§ Consigne:
D'après le texte fourni, avec qui le narrateur Amir Ayami revient-il sur les terres marocaines ?

§ Texte fourni:
━━━━━━━━━━━━━━━━━━━━━━━━━━━━━━
La vallée des Lazhars, l'est marocain dans son idiosyncrasie la plus palpable et réelle. La poussière chaude sur les chemins, les habitus et coutumes en apogée. Une vallée lézardée par deux clans. Deux familles qui se méprisent et ce depuis toujours. Les barrières mentales, les vieilles histoires dont la nouvelle génération, ignorent les causes des ressentiments. L'origine oubliée, reste l'affront, le défi et la haine.
Le narrateur Amir Ayami revient sur les terres marocaines avec son père pour un été de retrouvailles avec la famille la grande et l'intime.Le prologue inaugural, un grand-père écrit à sa petite fille (fille de sa fille) et conte l'histoire de son père Haroun Ayami. Ce qui va advenir de ce récit est la généalogie cosmopolite. La langue sensuelle du marocain et la langue pudique, froide de la française. Plus que cela ce livre est la porte d'entrée sur l'histoire d'hommes et de femmes, deux familles : Les Ayami, les plus pauvres, territoire dévorée par l'autre camp. La gloire du côté des Hokbani, l'aisance et la richesse. Les regards comme des affronts. La fierté rayonne néanmoins, tous ont cette attitude de loyauté pour les leurs. Mais le cercle ouvre une brèche.
━━━━━━━━━━━━━━━━━━━━━━━━━━━━━━
Données de pointage des régions
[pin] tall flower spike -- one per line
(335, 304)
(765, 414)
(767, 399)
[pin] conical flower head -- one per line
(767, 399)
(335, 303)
━━━━━━━━━━━━━━━━━━━━━━━━━━━━━━
§ Réponse rédigée:
Il revient sur les terres marocaines avec son père.